• [Request] Write out all of the entries exactly as given.

• [Records supplied]
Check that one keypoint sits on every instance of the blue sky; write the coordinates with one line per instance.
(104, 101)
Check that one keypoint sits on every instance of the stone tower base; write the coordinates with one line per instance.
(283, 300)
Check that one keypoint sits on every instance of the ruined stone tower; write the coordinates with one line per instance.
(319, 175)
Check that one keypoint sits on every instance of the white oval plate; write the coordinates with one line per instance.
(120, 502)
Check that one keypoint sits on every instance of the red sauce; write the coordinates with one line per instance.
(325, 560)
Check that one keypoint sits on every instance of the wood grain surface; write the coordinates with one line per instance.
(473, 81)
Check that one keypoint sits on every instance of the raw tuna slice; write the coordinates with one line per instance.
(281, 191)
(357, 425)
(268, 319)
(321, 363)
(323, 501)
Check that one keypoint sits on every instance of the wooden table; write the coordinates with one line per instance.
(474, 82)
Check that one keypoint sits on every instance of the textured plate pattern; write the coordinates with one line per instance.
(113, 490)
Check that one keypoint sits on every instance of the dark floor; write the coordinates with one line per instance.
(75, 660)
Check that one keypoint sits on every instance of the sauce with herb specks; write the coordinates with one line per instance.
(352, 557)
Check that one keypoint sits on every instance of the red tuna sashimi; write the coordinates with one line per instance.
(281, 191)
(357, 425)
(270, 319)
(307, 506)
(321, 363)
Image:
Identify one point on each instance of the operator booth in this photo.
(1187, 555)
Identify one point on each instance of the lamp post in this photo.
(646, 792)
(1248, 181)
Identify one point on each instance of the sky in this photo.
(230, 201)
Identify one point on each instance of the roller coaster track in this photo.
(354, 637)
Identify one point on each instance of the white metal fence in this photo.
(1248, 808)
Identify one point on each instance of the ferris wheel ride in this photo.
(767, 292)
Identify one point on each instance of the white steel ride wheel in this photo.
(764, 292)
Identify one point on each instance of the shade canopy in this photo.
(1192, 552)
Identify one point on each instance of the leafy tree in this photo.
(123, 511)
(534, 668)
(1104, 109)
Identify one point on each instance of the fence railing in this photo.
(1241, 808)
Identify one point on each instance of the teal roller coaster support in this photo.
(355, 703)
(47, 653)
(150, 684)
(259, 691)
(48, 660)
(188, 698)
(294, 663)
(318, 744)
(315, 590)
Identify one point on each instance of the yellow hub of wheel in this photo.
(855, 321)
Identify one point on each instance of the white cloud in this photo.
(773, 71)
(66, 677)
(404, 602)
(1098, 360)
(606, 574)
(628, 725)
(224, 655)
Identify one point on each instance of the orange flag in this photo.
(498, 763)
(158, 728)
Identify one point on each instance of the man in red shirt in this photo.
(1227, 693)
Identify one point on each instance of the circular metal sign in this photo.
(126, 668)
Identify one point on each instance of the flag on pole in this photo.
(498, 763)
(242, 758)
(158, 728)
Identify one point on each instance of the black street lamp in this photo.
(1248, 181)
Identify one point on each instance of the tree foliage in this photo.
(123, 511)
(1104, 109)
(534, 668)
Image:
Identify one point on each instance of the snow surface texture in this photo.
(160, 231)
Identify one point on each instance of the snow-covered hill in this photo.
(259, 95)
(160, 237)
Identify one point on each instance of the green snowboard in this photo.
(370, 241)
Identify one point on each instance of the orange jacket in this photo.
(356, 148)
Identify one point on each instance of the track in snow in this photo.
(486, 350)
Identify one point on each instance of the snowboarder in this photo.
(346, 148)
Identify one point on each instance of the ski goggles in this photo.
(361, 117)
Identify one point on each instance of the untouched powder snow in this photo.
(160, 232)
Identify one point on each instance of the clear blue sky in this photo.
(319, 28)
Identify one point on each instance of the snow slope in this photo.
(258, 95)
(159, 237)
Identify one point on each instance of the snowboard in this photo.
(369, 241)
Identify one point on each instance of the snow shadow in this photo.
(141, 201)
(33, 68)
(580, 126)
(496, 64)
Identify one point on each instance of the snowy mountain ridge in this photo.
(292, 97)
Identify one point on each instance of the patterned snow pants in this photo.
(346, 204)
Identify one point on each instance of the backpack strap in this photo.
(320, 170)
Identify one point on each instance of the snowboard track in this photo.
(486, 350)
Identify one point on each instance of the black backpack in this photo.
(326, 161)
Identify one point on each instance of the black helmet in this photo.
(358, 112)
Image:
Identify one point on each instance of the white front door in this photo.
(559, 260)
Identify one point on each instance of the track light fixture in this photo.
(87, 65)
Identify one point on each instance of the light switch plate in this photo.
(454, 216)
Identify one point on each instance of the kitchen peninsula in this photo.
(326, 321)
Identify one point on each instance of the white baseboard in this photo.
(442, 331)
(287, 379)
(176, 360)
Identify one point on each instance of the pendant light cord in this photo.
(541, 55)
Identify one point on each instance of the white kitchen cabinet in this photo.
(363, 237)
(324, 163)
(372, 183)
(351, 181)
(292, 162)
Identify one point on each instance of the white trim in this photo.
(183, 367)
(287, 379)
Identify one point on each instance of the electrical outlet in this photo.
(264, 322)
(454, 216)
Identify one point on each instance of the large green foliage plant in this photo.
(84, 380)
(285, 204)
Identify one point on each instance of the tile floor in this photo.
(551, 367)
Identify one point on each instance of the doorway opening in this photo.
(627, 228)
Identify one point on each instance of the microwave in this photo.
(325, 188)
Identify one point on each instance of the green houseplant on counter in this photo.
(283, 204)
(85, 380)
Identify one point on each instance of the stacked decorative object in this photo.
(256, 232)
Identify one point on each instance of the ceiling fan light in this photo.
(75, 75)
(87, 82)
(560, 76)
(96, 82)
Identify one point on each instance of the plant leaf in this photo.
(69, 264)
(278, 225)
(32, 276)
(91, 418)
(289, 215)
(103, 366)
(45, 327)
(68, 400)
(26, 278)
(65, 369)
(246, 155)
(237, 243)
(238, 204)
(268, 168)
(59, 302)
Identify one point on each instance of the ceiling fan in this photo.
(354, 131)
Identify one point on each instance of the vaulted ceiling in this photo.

• [Exercise result]
Check that one keypoint sits on every instance of the blue sky; write the coordinates with one line per instance.
(104, 101)
Check that one keypoint sits on every instance of the stone tower base; write the coordinates with one line per instance.
(283, 300)
Check that one keypoint sits on every instance of the ruined stone tower; write the coordinates with one line per instance.
(319, 175)
Check that one keypoint sits on every instance of the white oval plate; write the coordinates with one line per instance.
(120, 502)
Check that one keypoint sits on every instance of the red sauce; write the coordinates with one line per instance.
(325, 560)
Check that one keypoint sits on every instance of the wood grain surface; write the coordinates with one line per instance.
(473, 81)
Check that one keypoint sits on every instance of the raw tuna slice; write the coordinates with one line per instance.
(281, 191)
(357, 425)
(268, 319)
(321, 363)
(323, 501)
Check that one keypoint sits on every instance of the wooden table; write the coordinates with one line per instance.
(474, 82)
Check that one keypoint sits on every instance of the textured plate pattern; write the coordinates with one line per instance.
(113, 490)
Check that one keypoint sits on every instance of the dark floor; write the coordinates with one line per instance.
(75, 660)
Check that one keypoint sits on every instance of the sauce with herb specks; write the coordinates with one line per instance.
(352, 557)
Check that one keypoint sits on every instance of the red tuna sashimi; write the coordinates with one line per instance.
(281, 191)
(357, 425)
(270, 319)
(307, 506)
(321, 363)
Image:
Identify one point on each instance of the operator booth in this photo.
(1187, 555)
Identify one point on each instance of the lamp post in this photo.
(646, 792)
(1248, 181)
Identify one point on each instance of the sky in this photo.
(230, 201)
Identify one point on each instance of the roller coaster track in this photo.
(354, 637)
Identify one point on each instance of the white metal fence in this photo.
(1248, 808)
Identify one point on each instance of the ferris wheel ride in this photo.
(767, 292)
Identify one point on each instance of the white steel ride wheel in this photo.
(764, 292)
Identify one point on each instance of the shade canopy in this photo.
(1192, 552)
Identify one point on each instance of the leafy tree in this photo.
(123, 511)
(534, 668)
(1104, 109)
Identify one point on each instance of the fence railing in this photo.
(1241, 808)
Identify one point on each instance of the teal roller coaster support in this photo.
(355, 703)
(47, 653)
(150, 684)
(259, 691)
(48, 660)
(188, 698)
(294, 663)
(318, 744)
(315, 590)
Identify one point on each instance of the yellow hub of wheel in this photo.
(855, 321)
Identify one point on each instance of the white cloud in this photo.
(773, 71)
(66, 677)
(404, 602)
(1098, 360)
(606, 574)
(628, 725)
(224, 655)
Identify one point on each instance of the orange flag in this photo.
(498, 763)
(158, 728)
Identify one point on each instance of the man in red shirt in this photo.
(1227, 693)
Identify one point on each instance of the circular metal sign in this photo.
(126, 668)
Identify one point on each instance of the flag on pole in this photo.
(498, 763)
(242, 758)
(158, 728)
Identify one point on each instance of the black street lamp in this photo.
(1248, 181)
Identify one point on each instance of the tree foliage in this photo.
(123, 511)
(1104, 109)
(534, 668)
Image:
Identify one point on each instance of the snow surface texture in this photo.
(160, 231)
Identify one point on each instance of the snow-covered hill in this photo.
(259, 95)
(160, 237)
Identify one point on each instance of the green snowboard in this photo.
(370, 241)
Identify one point on each instance of the orange jacket in this photo.
(356, 148)
Identify one point on each instance of the track in snow in this photo.
(486, 350)
Identify one point on each instance of the snowboarder in this photo.
(346, 148)
Identify one point on each instance of the ski goggles in this photo.
(361, 117)
Identify one point on each instance of the untouched powder snow in this photo.
(160, 232)
Identify one point on each instance of the clear blue sky in this photo.
(319, 28)
Identify one point on each instance of the snow slope in this photo.
(258, 95)
(159, 237)
Identify one point on each instance of the snowboard in this photo.
(369, 241)
Identify one point on each instance of the snow shadow in this photo.
(141, 201)
(33, 68)
(580, 126)
(496, 64)
Identify one point on each instance of the snowy mountain ridge in this photo.
(292, 97)
Identify one point on each instance of the patterned snow pants in this photo.
(346, 204)
Identify one point on each instance of the backpack strap in this photo.
(320, 170)
Identify one point on each instance of the snowboard track in this photo.
(486, 350)
Identify one point on each instance of the black backpack in this photo.
(326, 161)
Identify one point on each instance of the black helmet in this photo.
(358, 112)
Image:
Identify one point on each instance of the white front door in this photo.
(559, 260)
Identify one point on each instance of the track light fixture in this photo.
(87, 65)
Identify one point on each instance of the light switch plate in this photo.
(454, 216)
Identify one point on each instance of the kitchen peninsula in this photo.
(326, 321)
Identify one point on each instance of the white baseboard in this photo.
(442, 331)
(287, 379)
(176, 360)
Identify one point on each instance of the pendant light cord in this photo.
(541, 55)
Identify one point on each instance of the white kitchen cabinet in this photo.
(363, 237)
(324, 163)
(372, 183)
(351, 181)
(292, 162)
Identify one point on each instance of the white trim in this photo.
(183, 367)
(287, 379)
Identify one point on each instance of the electrical outlet in this photo.
(264, 322)
(454, 216)
Identify one point on each instance of the large green foliage plant in this photo.
(84, 380)
(285, 204)
Identify one point on each instance of the tile floor in this photo.
(551, 367)
Identify one point on each instance of the doorway opening in this photo.
(627, 228)
Identify one point on each instance of the microwave in this photo.
(325, 188)
Identify one point on each instance of the green houseplant on counter in this photo.
(283, 204)
(85, 380)
Identify one point on each instance of the stacked decorative object in this photo.
(256, 232)
Identify one point on each instance of the ceiling fan light in this photo.
(75, 75)
(87, 82)
(560, 76)
(96, 82)
Identify one point on each instance of the plant leaf in this photo.
(69, 264)
(278, 225)
(32, 276)
(91, 418)
(289, 215)
(103, 366)
(45, 327)
(68, 400)
(26, 278)
(65, 369)
(246, 155)
(237, 243)
(238, 204)
(268, 168)
(59, 302)
Identify one point on each instance of the ceiling fan in this photo.
(354, 131)
Identify one point on each instance of the vaulted ceiling in this photo.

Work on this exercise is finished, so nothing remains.